ENUNCIADO 1:
Liste todas as linhas que contêm a palavra "humvee", levando em conta a distinção entre maiúsculas e minúsculas.

TEXTO APRESENTADO:
☆ ☆ ☆
# AQUARIOFILIA MARINHA > SETUP´S de Aquarios > Diário do Meu Aquário >  Nano-Faro JMMonteiro

## João M Monteiro

Boas,

Como referi noutro post, decidi montar um nano-reef (o meu primeiro nano) no meu escritório, uma vez que por imperativos profissionais, agora só vejo o meu aquário ao fim de semana.

O setup (actual) é o seguinte:

Montagem: 15 de Agosto 2005
Aquário: 60x35x30
Água: 50 lts (reais) de água maturada em aquário de reef
Rocha Viva: 8,5 kg de rocha maturada (+/- 2 meses)
Substracto: 9 kgs de areia viva Caribean Sea
Iluminação: 2 x36w PC
Aquecimento: Jagger 75w
Refrigeração: Ventoinha 12w de 70x70mm
Circulação; 2 Eden 214 (rotativas) de 500 lts/h + 1 Eheim de 300 a 600lts/h (actualmente está no mínimo)

Escumador: Não vai ter
Manutenção: TPA semanais de 5lts de água natural
Reposição: água de OI com kalkwasser/Tech A+B semanal

População inicial (falta grande parte da equipa de limpeza, mas ainda não a arranjei):
3 cerithiums;
1 hermita patas verdes;
1 hermita patas brancas;
1 mithrax;


Pés de xénia (vinda com a RV);
2 actinodiscus e um pouco de clavularia (green star polyps), vindos do meu aqua.
Caulerpa: peltata; taxifolia e prolifera
pé de halimeda

Depois vou dando notícias da evolução.
A imagem inicial é esta:

----------


## João M Monteiro

Trouxe ontem umas mudas e reforço de equipa de limpeza
Deixo imagens actualizadas:

Vista da minha secretária

Panorâmica

e Parciais

----------


## O RECIFE

Olá João Monteiro.
☆ ☆ ☆
Itens de rotulagem de regiões
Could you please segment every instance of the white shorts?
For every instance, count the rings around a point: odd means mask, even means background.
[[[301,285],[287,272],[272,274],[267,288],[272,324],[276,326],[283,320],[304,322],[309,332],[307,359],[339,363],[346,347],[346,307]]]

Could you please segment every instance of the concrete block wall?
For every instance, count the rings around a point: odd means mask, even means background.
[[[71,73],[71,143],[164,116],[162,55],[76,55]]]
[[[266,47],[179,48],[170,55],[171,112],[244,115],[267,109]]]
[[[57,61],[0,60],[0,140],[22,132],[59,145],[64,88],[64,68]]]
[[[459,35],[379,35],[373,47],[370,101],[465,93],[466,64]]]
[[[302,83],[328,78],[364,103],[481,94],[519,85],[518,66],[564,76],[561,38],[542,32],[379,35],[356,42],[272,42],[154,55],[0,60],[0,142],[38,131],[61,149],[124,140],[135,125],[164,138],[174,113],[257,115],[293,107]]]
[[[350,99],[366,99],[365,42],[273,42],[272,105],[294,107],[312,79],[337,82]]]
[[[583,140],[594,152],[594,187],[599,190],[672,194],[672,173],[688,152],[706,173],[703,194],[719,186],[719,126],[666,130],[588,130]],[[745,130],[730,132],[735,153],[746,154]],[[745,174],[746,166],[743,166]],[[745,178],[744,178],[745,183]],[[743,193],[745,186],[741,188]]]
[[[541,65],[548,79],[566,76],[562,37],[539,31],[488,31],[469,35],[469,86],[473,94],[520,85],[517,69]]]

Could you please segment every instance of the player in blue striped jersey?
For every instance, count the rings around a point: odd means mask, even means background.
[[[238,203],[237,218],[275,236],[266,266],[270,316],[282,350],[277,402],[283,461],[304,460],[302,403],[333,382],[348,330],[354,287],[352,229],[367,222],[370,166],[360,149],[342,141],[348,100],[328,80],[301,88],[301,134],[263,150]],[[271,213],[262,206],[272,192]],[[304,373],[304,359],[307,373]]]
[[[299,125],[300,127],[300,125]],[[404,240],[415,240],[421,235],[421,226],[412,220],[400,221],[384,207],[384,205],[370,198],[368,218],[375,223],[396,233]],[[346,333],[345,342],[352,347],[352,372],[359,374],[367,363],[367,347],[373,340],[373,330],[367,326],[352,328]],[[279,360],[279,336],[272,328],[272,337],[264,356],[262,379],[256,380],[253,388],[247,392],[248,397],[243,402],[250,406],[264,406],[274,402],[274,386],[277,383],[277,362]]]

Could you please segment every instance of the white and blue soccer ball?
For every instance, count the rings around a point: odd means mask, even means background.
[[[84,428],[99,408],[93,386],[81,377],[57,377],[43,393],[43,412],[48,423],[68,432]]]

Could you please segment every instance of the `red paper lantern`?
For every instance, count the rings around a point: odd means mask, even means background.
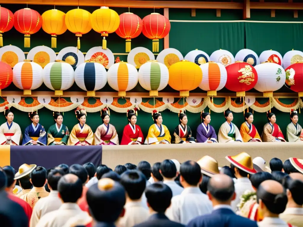
[[[131,51],[132,39],[138,37],[142,32],[142,20],[132,13],[124,13],[119,16],[120,25],[116,33],[121,38],[126,40],[125,52]]]
[[[25,8],[16,11],[14,16],[14,27],[24,34],[24,47],[30,47],[30,35],[40,30],[42,26],[41,15],[35,10]]]
[[[237,62],[226,66],[227,81],[225,87],[237,93],[237,96],[245,96],[245,92],[253,88],[258,79],[254,67],[246,62]]]
[[[159,39],[164,38],[169,32],[170,23],[166,18],[157,13],[153,13],[144,17],[143,35],[152,40],[153,52],[159,52]]]
[[[10,30],[14,26],[14,15],[9,10],[0,6],[0,47],[3,46],[2,33]]]

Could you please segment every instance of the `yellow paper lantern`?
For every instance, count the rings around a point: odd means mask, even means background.
[[[67,28],[65,25],[65,14],[58,9],[53,9],[43,13],[42,29],[52,36],[52,48],[57,48],[57,36],[65,32]]]
[[[70,31],[78,37],[77,47],[80,49],[80,37],[92,30],[92,14],[84,9],[75,9],[70,10],[65,16],[65,24]]]
[[[180,91],[180,96],[188,97],[189,91],[198,87],[202,80],[202,71],[196,64],[188,60],[181,60],[168,69],[168,84]]]
[[[106,49],[106,40],[105,37],[109,33],[116,31],[120,24],[120,18],[116,11],[106,6],[101,6],[95,10],[92,14],[91,19],[93,29],[101,33],[103,37],[102,48]]]

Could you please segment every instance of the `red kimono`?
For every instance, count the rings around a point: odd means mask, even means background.
[[[144,141],[143,133],[138,125],[132,125],[129,123],[125,126],[123,130],[121,145],[130,145],[133,143],[142,144]]]

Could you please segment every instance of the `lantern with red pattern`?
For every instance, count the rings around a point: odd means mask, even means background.
[[[237,61],[225,68],[227,81],[225,87],[237,93],[237,96],[245,96],[245,92],[253,88],[258,76],[254,67],[246,62]]]
[[[14,26],[16,30],[24,34],[24,47],[30,47],[30,35],[40,30],[42,18],[35,10],[25,8],[14,14]]]
[[[2,33],[9,31],[14,26],[14,15],[10,10],[0,6],[0,47],[3,46]]]
[[[163,15],[153,13],[142,19],[142,33],[149,39],[152,40],[152,51],[159,52],[159,39],[168,35],[170,30],[169,21]]]
[[[119,15],[120,25],[116,33],[121,38],[126,40],[125,52],[129,52],[132,39],[138,37],[142,32],[142,20],[132,13],[124,13]]]

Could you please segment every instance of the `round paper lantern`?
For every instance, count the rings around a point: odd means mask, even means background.
[[[222,64],[210,61],[200,65],[203,77],[199,87],[207,91],[207,95],[217,95],[217,91],[223,88],[226,83],[227,72]]]
[[[138,83],[138,71],[135,66],[127,62],[116,63],[107,71],[107,82],[111,87],[118,91],[118,95],[125,96],[126,92]]]
[[[146,62],[139,70],[139,83],[144,89],[149,91],[149,96],[158,96],[168,82],[168,70],[164,64],[155,60]]]
[[[10,66],[0,61],[0,96],[1,90],[9,86],[13,81],[13,70]]]
[[[57,36],[65,32],[67,29],[65,25],[65,14],[53,9],[45,11],[42,17],[42,29],[52,36],[52,48],[57,48]]]
[[[124,13],[119,16],[120,25],[116,33],[121,38],[126,40],[125,52],[131,51],[132,39],[138,37],[142,32],[142,20],[132,13]]]
[[[114,32],[120,24],[120,18],[116,11],[107,6],[101,6],[92,14],[91,18],[93,29],[101,33],[103,37],[102,48],[106,49],[106,40],[105,37],[109,33]]]
[[[283,67],[285,69],[297,62],[303,62],[303,52],[300,51],[290,51],[283,57]]]
[[[170,30],[170,22],[166,18],[158,13],[153,13],[142,19],[142,33],[152,40],[153,52],[159,52],[159,39],[168,35]]]
[[[80,49],[80,37],[92,30],[91,18],[92,14],[82,9],[70,10],[65,15],[65,24],[68,31],[78,37],[77,48]]]
[[[107,75],[105,68],[99,63],[85,62],[75,70],[75,82],[82,90],[87,91],[88,96],[96,95],[95,91],[106,84]]]
[[[188,60],[182,60],[168,69],[168,84],[180,91],[180,96],[188,97],[189,91],[198,87],[202,80],[202,71],[198,65]]]
[[[253,88],[258,81],[254,67],[246,62],[238,62],[226,67],[227,80],[225,87],[237,93],[238,97],[245,96],[245,92]]]
[[[23,89],[25,95],[32,94],[32,90],[37,89],[43,83],[43,69],[30,60],[17,63],[13,69],[13,83]]]
[[[43,81],[46,87],[55,91],[55,95],[63,95],[75,81],[75,72],[69,64],[60,60],[48,63],[43,69]]]
[[[25,8],[16,11],[14,17],[15,28],[24,34],[24,47],[30,47],[31,35],[40,30],[42,26],[41,15],[35,10]]]
[[[3,46],[2,33],[9,31],[14,26],[14,15],[10,10],[0,6],[0,47]]]
[[[272,97],[273,92],[284,85],[286,75],[281,65],[272,62],[265,62],[256,65],[255,69],[258,74],[258,81],[254,88],[263,92],[264,97]]]

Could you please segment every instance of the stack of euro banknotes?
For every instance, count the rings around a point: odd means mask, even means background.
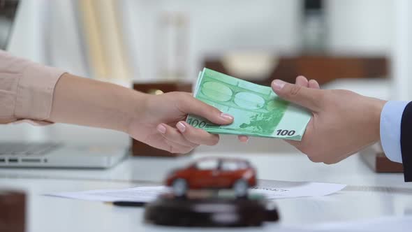
[[[230,124],[217,125],[188,116],[187,123],[212,133],[300,140],[311,117],[304,108],[280,99],[270,87],[205,68],[199,73],[194,96],[235,117]]]

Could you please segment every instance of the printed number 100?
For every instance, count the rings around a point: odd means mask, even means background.
[[[295,134],[295,133],[296,133],[296,131],[292,130],[292,131],[288,131],[288,130],[277,130],[276,131],[277,133],[277,136],[292,136],[293,135]]]
[[[206,122],[199,121],[198,119],[193,119],[192,118],[189,118],[189,119],[187,119],[187,122],[193,127],[203,128],[206,126]]]

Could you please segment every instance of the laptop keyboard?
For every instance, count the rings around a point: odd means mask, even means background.
[[[0,156],[26,155],[41,156],[57,149],[59,143],[0,143]]]

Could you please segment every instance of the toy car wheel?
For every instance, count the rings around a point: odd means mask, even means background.
[[[247,195],[249,184],[244,180],[237,180],[233,184],[233,191],[237,197],[244,197]]]
[[[173,194],[176,196],[184,196],[187,191],[187,182],[184,179],[179,178],[173,181],[172,184]]]

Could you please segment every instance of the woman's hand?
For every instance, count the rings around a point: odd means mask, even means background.
[[[233,122],[231,115],[195,99],[190,93],[146,95],[144,104],[139,106],[128,133],[138,140],[172,153],[187,153],[199,145],[214,145],[219,142],[219,135],[187,124],[184,120],[189,113],[217,124]]]

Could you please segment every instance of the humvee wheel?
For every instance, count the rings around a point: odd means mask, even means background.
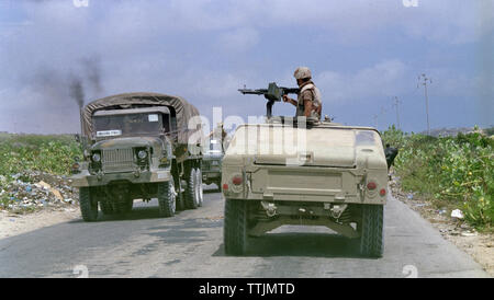
[[[187,178],[186,187],[186,208],[195,209],[198,208],[198,178],[195,175],[195,169],[191,169],[189,177]]]
[[[113,206],[111,203],[106,201],[106,200],[102,200],[100,201],[100,209],[104,215],[113,215],[115,214],[113,211]]]
[[[238,199],[225,200],[223,243],[228,255],[242,255],[247,249],[247,203]]]
[[[158,183],[158,204],[160,217],[173,217],[177,209],[173,178]]]
[[[381,257],[383,253],[383,206],[362,205],[360,254]]]
[[[121,201],[115,203],[115,206],[113,207],[113,214],[127,214],[132,210],[132,207],[134,206],[133,199],[123,199]]]
[[[86,222],[93,222],[98,219],[98,203],[92,199],[89,187],[79,188],[79,206]]]
[[[202,187],[202,171],[201,169],[195,170],[195,176],[197,176],[197,189],[198,189],[198,206],[202,206],[202,203],[204,201],[204,189]]]

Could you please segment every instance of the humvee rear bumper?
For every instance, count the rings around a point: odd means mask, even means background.
[[[70,177],[70,180],[72,180],[72,186],[75,187],[102,186],[116,181],[127,181],[133,184],[158,183],[158,182],[168,182],[170,181],[170,178],[171,173],[169,170],[142,171],[139,173],[134,172],[106,173],[99,175],[92,175],[88,171],[83,171]]]

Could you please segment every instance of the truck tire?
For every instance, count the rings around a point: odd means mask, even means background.
[[[115,212],[113,211],[113,206],[112,206],[112,204],[109,203],[109,201],[106,201],[106,200],[100,201],[100,209],[101,209],[101,211],[103,212],[103,215],[106,215],[106,216],[111,216],[111,215],[115,214]]]
[[[79,206],[86,222],[93,222],[98,219],[98,203],[92,199],[89,187],[79,188]]]
[[[198,208],[198,178],[195,175],[195,169],[191,169],[187,177],[186,187],[186,208],[195,209]]]
[[[383,206],[362,205],[360,254],[381,257],[383,253]]]
[[[177,209],[177,197],[173,178],[158,183],[158,205],[160,217],[173,217]]]
[[[201,169],[197,169],[195,170],[195,176],[198,178],[198,184],[197,184],[197,188],[198,188],[198,206],[201,207],[202,203],[204,201],[204,189],[202,187],[202,171]]]
[[[247,250],[247,203],[238,199],[225,200],[223,243],[227,255],[242,255]]]

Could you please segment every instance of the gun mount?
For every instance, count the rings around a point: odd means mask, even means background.
[[[268,103],[266,104],[266,116],[270,118],[272,116],[272,105],[274,102],[280,102],[283,99],[283,95],[297,94],[300,89],[278,86],[276,82],[270,82],[268,89],[239,89],[238,91],[244,95],[263,95],[268,100]]]

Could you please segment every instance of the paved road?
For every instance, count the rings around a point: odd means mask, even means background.
[[[214,185],[212,185],[214,186]],[[225,256],[223,199],[168,219],[137,204],[126,219],[74,220],[0,240],[0,277],[487,277],[415,211],[393,198],[385,207],[385,250],[362,258],[324,228],[283,227],[243,257]]]

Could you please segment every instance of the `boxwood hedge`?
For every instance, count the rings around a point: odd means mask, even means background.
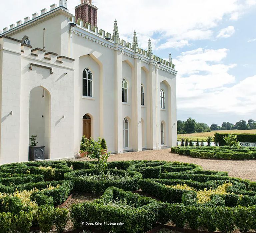
[[[244,160],[256,159],[256,148],[231,148],[227,146],[172,147],[171,152],[196,158]]]
[[[194,148],[173,147],[172,150],[193,154]],[[200,149],[208,154],[224,154],[231,151],[226,147]],[[254,151],[250,148],[232,150],[234,156]],[[104,193],[96,201],[73,206],[71,216],[76,227],[85,221],[122,221],[125,223],[124,225],[106,225],[102,229],[141,232],[157,222],[165,223],[172,220],[178,226],[223,232],[255,229],[255,182],[230,177],[225,172],[204,170],[198,165],[178,162],[114,161],[108,163],[107,172],[120,178],[91,178],[88,175],[98,174],[95,162],[92,161],[43,161],[0,166],[0,192],[6,193],[0,195],[1,232],[21,229],[28,232],[25,229],[35,224],[45,232],[54,225],[62,229],[66,223],[66,213],[55,211],[54,206],[63,203],[74,191]],[[199,191],[214,189],[225,183],[230,185],[224,194],[213,194],[210,200],[199,202]],[[175,187],[177,184],[186,184],[191,190]],[[160,201],[127,191],[139,188]],[[38,206],[36,211],[32,211],[34,207],[25,204],[15,195],[23,191],[30,192],[30,200]]]

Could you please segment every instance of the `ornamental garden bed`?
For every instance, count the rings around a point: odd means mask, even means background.
[[[102,178],[94,161],[0,166],[0,232],[79,231],[82,222],[95,222],[123,223],[88,226],[107,232],[143,233],[170,222],[211,232],[256,228],[256,182],[180,162],[115,161],[107,167]],[[54,207],[72,194],[63,208]]]
[[[195,158],[244,160],[256,159],[256,148],[228,146],[175,146],[172,153]]]

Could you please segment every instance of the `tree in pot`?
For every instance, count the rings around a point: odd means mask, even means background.
[[[30,161],[45,159],[45,146],[38,146],[36,141],[37,135],[31,135],[29,138],[30,144],[28,147],[28,158]]]
[[[101,140],[100,137],[98,138],[98,141],[91,138],[90,138],[89,141],[90,143],[87,145],[87,156],[90,159],[94,159],[97,161],[97,168],[100,179],[104,179],[105,171],[108,166],[107,160],[110,153],[102,153]]]
[[[108,152],[108,148],[107,147],[107,144],[106,141],[104,138],[102,138],[101,142],[100,143],[101,147],[102,148],[102,152],[103,154],[106,154]]]
[[[90,143],[91,138],[87,138],[85,136],[82,137],[80,144],[80,157],[83,158],[87,156],[88,154],[88,146]]]

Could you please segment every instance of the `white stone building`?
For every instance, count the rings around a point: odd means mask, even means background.
[[[83,135],[109,151],[177,141],[175,66],[97,27],[97,8],[67,0],[0,32],[0,163],[26,161],[38,136],[47,158],[77,156]],[[156,152],[157,153],[157,152]]]

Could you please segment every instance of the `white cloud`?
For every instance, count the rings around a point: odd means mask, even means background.
[[[180,110],[196,109],[204,114],[256,113],[256,76],[237,84],[229,73],[236,65],[222,64],[228,50],[197,49],[183,53],[174,60]]]
[[[31,16],[35,12],[40,12],[41,9],[49,9],[49,6],[52,3],[59,4],[57,0],[23,0],[16,1],[14,5],[8,1],[2,1],[1,7],[5,10],[1,13],[1,17],[4,20],[0,21],[0,28]],[[68,0],[68,2],[70,12],[74,14],[75,7],[80,1]],[[148,37],[157,33],[160,36],[156,39],[161,39],[160,43],[163,44],[160,48],[164,48],[174,46],[180,47],[189,45],[191,40],[210,39],[213,29],[224,17],[237,18],[248,7],[256,4],[255,2],[255,0],[245,2],[244,0],[130,0],[128,2],[94,0],[93,3],[98,8],[98,25],[100,28],[112,33],[113,21],[116,18],[121,39],[130,38],[135,29],[139,38],[141,36],[140,39],[144,40],[145,36],[147,38],[146,41],[141,42],[141,46],[145,48]],[[23,7],[24,5],[25,8]]]
[[[233,35],[235,31],[233,26],[228,26],[221,29],[216,37],[217,38],[228,38]]]
[[[248,40],[247,41],[247,42],[250,43],[250,42],[253,42],[254,41],[256,41],[256,38],[254,38],[253,39],[250,39],[250,40]]]

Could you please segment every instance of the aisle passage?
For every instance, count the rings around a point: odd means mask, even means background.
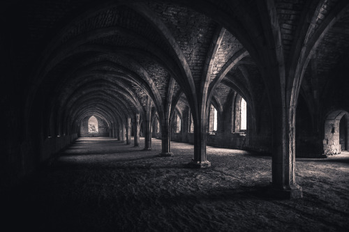
[[[345,231],[349,226],[348,158],[298,159],[304,197],[284,201],[265,193],[272,176],[269,156],[208,147],[212,167],[191,169],[186,164],[193,145],[172,142],[174,156],[167,157],[158,156],[161,140],[153,139],[152,150],[142,150],[142,138],[140,145],[77,139],[17,190],[9,201],[11,228],[306,231]]]

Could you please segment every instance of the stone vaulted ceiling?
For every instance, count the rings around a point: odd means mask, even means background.
[[[285,78],[303,70],[302,93],[315,102],[320,93],[313,92],[325,91],[348,54],[348,4],[268,2],[274,11],[258,1],[8,1],[3,17],[17,13],[5,28],[8,41],[22,45],[12,56],[18,72],[27,75],[22,83],[27,92],[20,94],[27,116],[44,109],[43,119],[58,120],[58,127],[73,127],[94,114],[121,123],[136,114],[144,120],[150,98],[164,118],[177,102],[179,108],[197,105],[197,93],[207,93],[209,103],[214,99],[221,107],[237,93],[258,112],[276,88],[263,69],[281,61],[270,55],[278,45]],[[279,26],[269,22],[271,12]],[[265,32],[276,26],[279,42]],[[310,44],[305,52],[302,41]],[[299,68],[295,61],[302,52],[313,58]]]

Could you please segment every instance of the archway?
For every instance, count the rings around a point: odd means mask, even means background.
[[[348,150],[348,117],[345,114],[339,121],[339,145],[341,150]]]
[[[98,134],[98,121],[97,118],[92,116],[89,119],[89,134]]]
[[[348,150],[348,118],[349,114],[336,110],[329,114],[325,121],[324,154],[341,153],[342,148]]]

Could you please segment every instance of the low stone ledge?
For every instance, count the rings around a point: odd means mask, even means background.
[[[206,169],[211,167],[211,162],[207,160],[201,162],[192,160],[188,164],[188,167],[191,169]]]

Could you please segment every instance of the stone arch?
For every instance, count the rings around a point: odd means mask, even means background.
[[[327,114],[325,121],[323,153],[325,155],[336,155],[341,152],[340,144],[340,124],[341,120],[343,118],[344,125],[344,147],[348,149],[348,119],[349,113],[345,110],[335,110]],[[345,134],[346,134],[346,137]]]
[[[98,121],[94,116],[91,116],[88,121],[89,134],[96,134],[98,132]]]

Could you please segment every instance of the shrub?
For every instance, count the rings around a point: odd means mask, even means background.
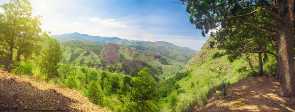
[[[30,61],[27,61],[24,64],[18,61],[14,63],[13,69],[11,70],[11,72],[18,75],[23,75],[26,74],[31,74],[33,70],[33,65]]]
[[[76,82],[75,81],[75,76],[73,75],[75,71],[71,72],[71,74],[66,78],[65,80],[65,85],[70,89],[75,88],[77,86]]]
[[[0,65],[0,68],[5,68],[5,66],[3,64]]]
☆ ☆ ☆
ENUNCIADO 2:
Escreva a continuação do tópico do fórum sobre o nano-reef a partir da última frase apresentada.

RESPOSTA 1:
Could you please segment every instance of the humvee wheel?
Could you please segment every instance of the humvee rear bumper?

RESPOSTA 2:
O seu nano esta super natural....gostei de ver.
...os camarões vão adorar...
até breve.
Toze Soares

----------


## João M Monteiro

Já lá mora um (L. seticaudata)

----------


## João M Monteiro

Deixo-vos uns detalhes sobre a reposição de água de OI+kalk e as novas "crianças", que parecem bem dispostas

----------


## Tiago Sousa

Esta muito bonito realmente, tudo organizadinho, assim da gosto ver.  :Wink: 
Vai continuando com esse piqueno que nos estamos ca para ver. 
Comprimentos

----------


## Miguel Fernandes

bem joao para ser sincero o teu no teu nano o que me agrada mais é o layout que odoptaste faz todo o nano parexer duma naturalidade incrivel!

e acima de tudo o que mais fascina é a qualidade da rocha que possuis! xelente mesmo a meu ver!
pois pussui uma mistura de alga coralina e de varios microorganismos! o que da uma cor fantastica a rv!

boa sorte com esse nano pois ele encontr-se num xelente caminho!

abraços 

miguel fernandes

----------


## João M Monteiro

Qualidade da RV é fundamental, especialmente num nano. Como podem ver no primeiro post, apostei em RV maturada e de confiança.
Quanto ao layout, é uma questão de escolha de formas da RV e depois paciência. O deste, por acaso, saiu-me à primeira (o aqua é pequeno, o que torna tudo mais fácil, desde que a RV seja boa) , mas noutros aquas já fiquei horas (para não dizer dias, semanas...) à procura do layout certo.

----------


## Francisco Castelo

> Trouxe ontem umas mudas e reforço de equipa de limpeza
> Deixo imagens actualizadas:
> 
> Vista da minha secretária
> 
> Panorâmica
> 
> e Parciais


Caro João,

Força no aparelho!  :Coradoeolhos:  

Fanã

----------


## Rui A Passos

> noutros aquas já fiquei horas (para não dizer dias, semanas...) à procura do layout certo.


....

João eu diria mais que no percula terão sido meses... ehehe

Bom quanto ao nano está, aliás como já te tinha dito, fantástico.  Gosto do layout e dos novos inquilinos, já estou a congeminar o espaço para o meu.  Quando estiver escolhido e montado começo a "postar" as fotografias...

João fogo à peça.

Abraços

----------


## João M Monteiro

Deixo mais umas fotografias do nano que, devagarinho, lá vai evoluindo.
Como poderão constatar, estou a ver se faço um "jardim de zoanthus"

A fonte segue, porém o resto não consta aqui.